══ Source passage

In Kalman filter, we update the filtering distribution using the propagated mean and covariance. However, this is not necessary - we could use the average of samples from the latest filtering distribution instead. This will result in the ensemble Kalman filter (EnKF).

Assume we draw \(M\) i.i.d. samples from the filtering distribution \(X_{t-1} | y_{1:t-1}\) and denote them by \(\tilde{X}^{m}_{t-1}\) for \(m = 1, 2, \ldots, M\). Subsequently, we would obtain the propagated samples \[ {\color{blue} X^m_{t} = \Phi \tilde{X}^{m}_{t-1} + N(0,B) } \] where different Gaussian noises are injected to each sample. It can be shown that the mean and variance of those propagated samples are identical to those of the exact propagated distribution.

Subsequently, we simulate \[ {\color{blue} Y_t^m = H X_t^m + N(0, R). } \] Those \(Y_t^m\) would replace the role of \(Y_t | y_{1:t-1}, x_{0:t}\) in our computation. Recall that our Kalman gain can be written as \[ K_t = \operatorname{Cov}(X_t, Y_t | y_{t-1}) \operatorname{Cov}(Y_t, Y_t | y_{t-1})^{-1}. \] Using our samples \(X_t^m\) and \(Y_t^m\), we can compute their empirical covariance and estimate the Kalman gain, given by \[ {\color{blue} \hat{K}_t = \operatorname{Cov}(X_t^{1:m}, Y_t^{1:m}) \operatorname{Cov}(Y_t^{1:m}, Y_t^{1:m})^{-1}. } \] This would then allow us to update our existing samples \(X_t^m\), which is given by \[ {\color{blue} \tilde{X}_t^m = X_t^m + \hat{K}_t(y_t - Y_t^m) } \] for each \(m = 1, 2, \ldots, M\).

In summary, we can break down the ensemble Kalman filter procedure after observing a new observation \(y_t\) into two steps: Given current samples \(\tilde{X}^{m}_{t-1}\) from the filtering distribution \(X_{t-1} | y_{1:t-1} \sim N(\tilde{\mu}_{t-1}, \tilde{\Sigma}_{t-1})\),

  • Propagate: For each \(m\), we propagate by \(X^m_{t} = \Phi \tilde{X}^{m}_{t-1} + N(0,B)\).
  • Assimilate: For each \(m\), we simulate \(Y_t^m = H X_t^m + N(0, R)\) and estimate the Kalman gain \(\hat{K}_t = \operatorname{Cov}(X_t^{1:m}, Y_t^{1:m}) \operatorname{Cov}(Y_t^{1:m}, Y_t^{1:m})^{-1}\). Subsequently, we assimilate our samples by \(\tilde{X}_t^m = X_t^m + \hat{K}_t(y_t - Y_t^m)\).

References

Edwards, Christopher A, Andrew M Moore, Ibrahim Hoteit, and Bruce D Cornuelle. 2015. “Regional Ocean Data Assimilation.” Annual Review of Marine Science 7 (1): 21–42.

Footnotes

  1. An implicit notation throughout this blog post is that capital letters such as \(X_t\) represents random variables, while the lower cases like \(x_t\) represent the realisations of a random variable, thus is a constant.↩︎

  2. We use the notation \(1:t\) to represent \(1, 2, \ldots, t\).↩︎

  3. We will slightly abuse the notation by including things such as \(N(0,Q)\) with properly defined random variables to ease of exposition.↩︎

════

Given problem 1: Name every author of the work cited under References in the passage on the ensemble Kalman filter.
The passage on the ensemble Kalman filter and the rows that come after it have no connection to each other.

══ Working data

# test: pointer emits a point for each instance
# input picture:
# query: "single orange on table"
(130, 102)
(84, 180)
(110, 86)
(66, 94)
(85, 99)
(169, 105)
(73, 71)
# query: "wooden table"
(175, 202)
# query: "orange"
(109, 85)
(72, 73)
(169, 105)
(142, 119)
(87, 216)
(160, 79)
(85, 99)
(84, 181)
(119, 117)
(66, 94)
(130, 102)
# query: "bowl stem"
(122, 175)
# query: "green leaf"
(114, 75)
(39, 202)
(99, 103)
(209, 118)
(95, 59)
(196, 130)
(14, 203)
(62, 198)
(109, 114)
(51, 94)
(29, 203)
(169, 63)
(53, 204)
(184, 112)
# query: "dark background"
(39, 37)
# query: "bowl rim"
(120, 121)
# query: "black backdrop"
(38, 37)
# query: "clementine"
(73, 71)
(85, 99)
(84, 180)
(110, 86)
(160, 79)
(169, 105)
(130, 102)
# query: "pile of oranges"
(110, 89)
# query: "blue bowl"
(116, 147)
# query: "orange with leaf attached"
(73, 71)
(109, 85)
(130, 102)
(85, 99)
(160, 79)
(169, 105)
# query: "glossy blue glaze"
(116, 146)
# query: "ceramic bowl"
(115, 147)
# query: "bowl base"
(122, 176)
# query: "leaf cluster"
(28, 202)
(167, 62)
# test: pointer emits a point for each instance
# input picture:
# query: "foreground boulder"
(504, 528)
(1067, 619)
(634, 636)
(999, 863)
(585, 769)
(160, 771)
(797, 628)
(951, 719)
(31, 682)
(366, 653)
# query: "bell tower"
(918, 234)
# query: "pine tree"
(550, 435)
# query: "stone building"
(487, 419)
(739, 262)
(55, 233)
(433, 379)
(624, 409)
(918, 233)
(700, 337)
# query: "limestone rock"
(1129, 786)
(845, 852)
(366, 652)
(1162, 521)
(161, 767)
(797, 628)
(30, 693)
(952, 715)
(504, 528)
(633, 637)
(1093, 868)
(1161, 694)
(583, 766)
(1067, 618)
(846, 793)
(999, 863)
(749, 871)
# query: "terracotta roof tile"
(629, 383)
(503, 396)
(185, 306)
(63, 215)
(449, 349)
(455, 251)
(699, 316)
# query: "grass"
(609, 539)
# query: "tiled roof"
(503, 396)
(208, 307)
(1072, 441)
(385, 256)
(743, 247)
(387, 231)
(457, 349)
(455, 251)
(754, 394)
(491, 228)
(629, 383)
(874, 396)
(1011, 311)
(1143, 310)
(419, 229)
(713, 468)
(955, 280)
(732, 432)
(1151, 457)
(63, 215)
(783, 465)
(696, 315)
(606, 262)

════
══ Working data

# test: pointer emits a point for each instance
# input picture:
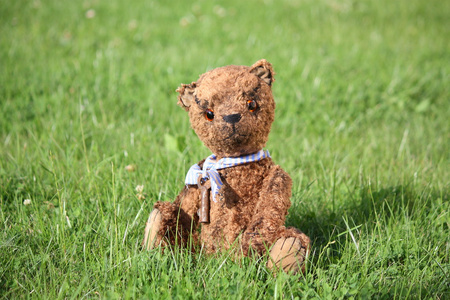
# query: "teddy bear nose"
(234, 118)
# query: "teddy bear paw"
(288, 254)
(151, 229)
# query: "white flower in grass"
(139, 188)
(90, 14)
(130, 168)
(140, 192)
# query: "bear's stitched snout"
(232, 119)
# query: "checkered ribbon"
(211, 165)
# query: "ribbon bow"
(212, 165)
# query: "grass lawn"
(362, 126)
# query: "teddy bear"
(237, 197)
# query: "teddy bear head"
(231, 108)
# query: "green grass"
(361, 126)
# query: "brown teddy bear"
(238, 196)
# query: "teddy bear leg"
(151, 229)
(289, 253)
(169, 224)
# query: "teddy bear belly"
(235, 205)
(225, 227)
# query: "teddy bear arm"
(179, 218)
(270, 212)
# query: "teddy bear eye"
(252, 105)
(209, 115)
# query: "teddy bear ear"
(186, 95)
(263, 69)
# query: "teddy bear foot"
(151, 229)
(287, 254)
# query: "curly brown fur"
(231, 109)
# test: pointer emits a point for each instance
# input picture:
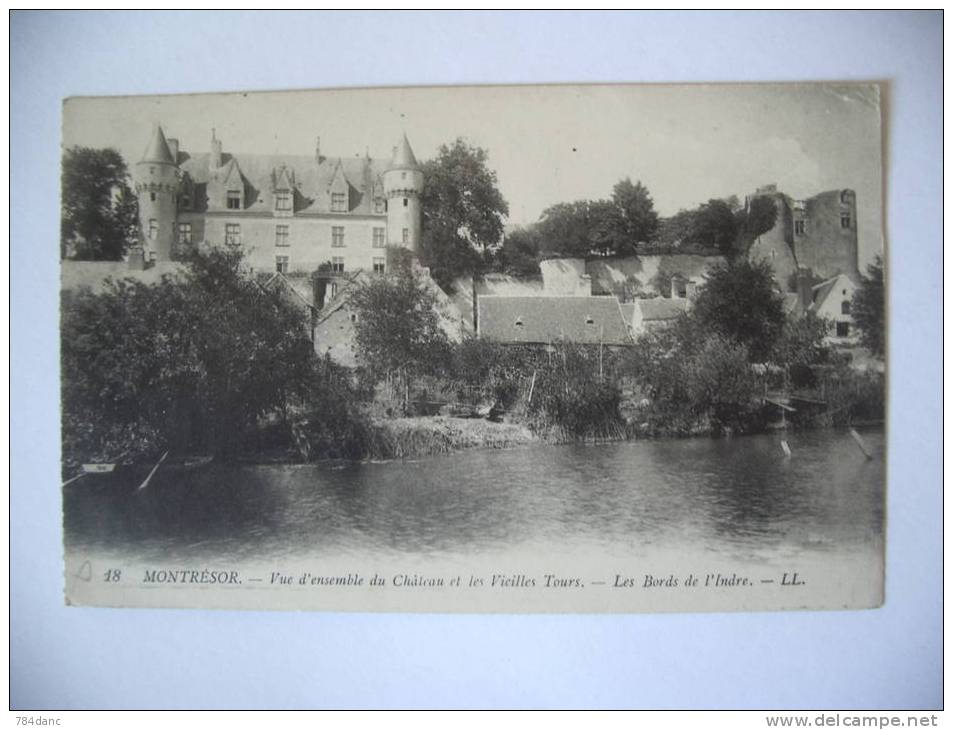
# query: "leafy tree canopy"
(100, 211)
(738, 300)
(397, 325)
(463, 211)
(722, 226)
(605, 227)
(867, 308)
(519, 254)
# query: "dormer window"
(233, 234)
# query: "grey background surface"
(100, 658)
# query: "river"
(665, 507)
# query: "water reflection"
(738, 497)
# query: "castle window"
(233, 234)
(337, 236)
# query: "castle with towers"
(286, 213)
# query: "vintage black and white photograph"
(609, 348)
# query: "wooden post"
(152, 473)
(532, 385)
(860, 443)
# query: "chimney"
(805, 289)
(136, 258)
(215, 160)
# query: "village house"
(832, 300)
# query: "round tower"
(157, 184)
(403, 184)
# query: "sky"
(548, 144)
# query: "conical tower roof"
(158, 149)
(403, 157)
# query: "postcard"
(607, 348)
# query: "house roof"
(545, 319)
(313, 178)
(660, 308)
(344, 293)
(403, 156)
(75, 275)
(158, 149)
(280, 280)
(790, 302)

════

Given problem 2: Show every line of the rows that contains the string "bowl".

Task result 1: Christopher A Edwards, Andrew M Moore, Ibrahim Hoteit, and Bruce D Cornuelle.

Task result 2:
# query: "bowl stem"
# query: "bowl rim"
# query: "blue bowl"
# query: "ceramic bowl"
# query: "bowl base"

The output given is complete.